_STATED TASK_.
Which lines in the data below contain the string "glass" (matching case)? Extract each one in full.

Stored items
============================================================
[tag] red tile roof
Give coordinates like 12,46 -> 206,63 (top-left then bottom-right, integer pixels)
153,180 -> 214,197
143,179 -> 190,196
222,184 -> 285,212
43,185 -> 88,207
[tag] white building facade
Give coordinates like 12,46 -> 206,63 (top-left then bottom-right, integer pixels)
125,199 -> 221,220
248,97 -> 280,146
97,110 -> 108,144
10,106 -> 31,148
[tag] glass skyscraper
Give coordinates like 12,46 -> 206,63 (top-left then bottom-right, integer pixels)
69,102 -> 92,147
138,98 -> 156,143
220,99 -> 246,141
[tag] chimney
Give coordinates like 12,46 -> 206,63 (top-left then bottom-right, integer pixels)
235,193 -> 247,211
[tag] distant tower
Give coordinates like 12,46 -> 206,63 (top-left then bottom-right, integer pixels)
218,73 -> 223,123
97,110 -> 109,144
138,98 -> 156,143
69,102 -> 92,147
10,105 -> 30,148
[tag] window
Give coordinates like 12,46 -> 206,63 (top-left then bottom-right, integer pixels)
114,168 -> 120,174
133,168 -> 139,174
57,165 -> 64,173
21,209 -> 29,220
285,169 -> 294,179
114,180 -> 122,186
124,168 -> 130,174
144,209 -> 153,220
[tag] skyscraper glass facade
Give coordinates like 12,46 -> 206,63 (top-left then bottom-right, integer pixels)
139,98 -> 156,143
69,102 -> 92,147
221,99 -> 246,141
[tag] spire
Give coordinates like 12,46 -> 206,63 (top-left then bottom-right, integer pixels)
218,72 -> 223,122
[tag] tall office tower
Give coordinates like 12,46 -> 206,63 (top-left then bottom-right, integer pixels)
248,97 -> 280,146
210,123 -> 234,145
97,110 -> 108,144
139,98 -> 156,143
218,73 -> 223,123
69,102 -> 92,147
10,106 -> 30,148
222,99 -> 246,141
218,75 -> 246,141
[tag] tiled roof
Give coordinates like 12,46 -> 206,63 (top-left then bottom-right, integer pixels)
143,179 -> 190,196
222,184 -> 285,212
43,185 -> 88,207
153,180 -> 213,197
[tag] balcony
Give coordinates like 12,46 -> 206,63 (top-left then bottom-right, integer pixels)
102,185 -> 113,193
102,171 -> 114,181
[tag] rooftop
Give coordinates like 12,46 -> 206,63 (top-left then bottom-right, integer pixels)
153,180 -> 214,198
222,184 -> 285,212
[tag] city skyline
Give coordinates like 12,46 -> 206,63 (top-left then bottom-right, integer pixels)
============================================================
_RESPONSE TO THIS TASK_.
[tag] glass skyscraper
[tag] skyscraper glass facade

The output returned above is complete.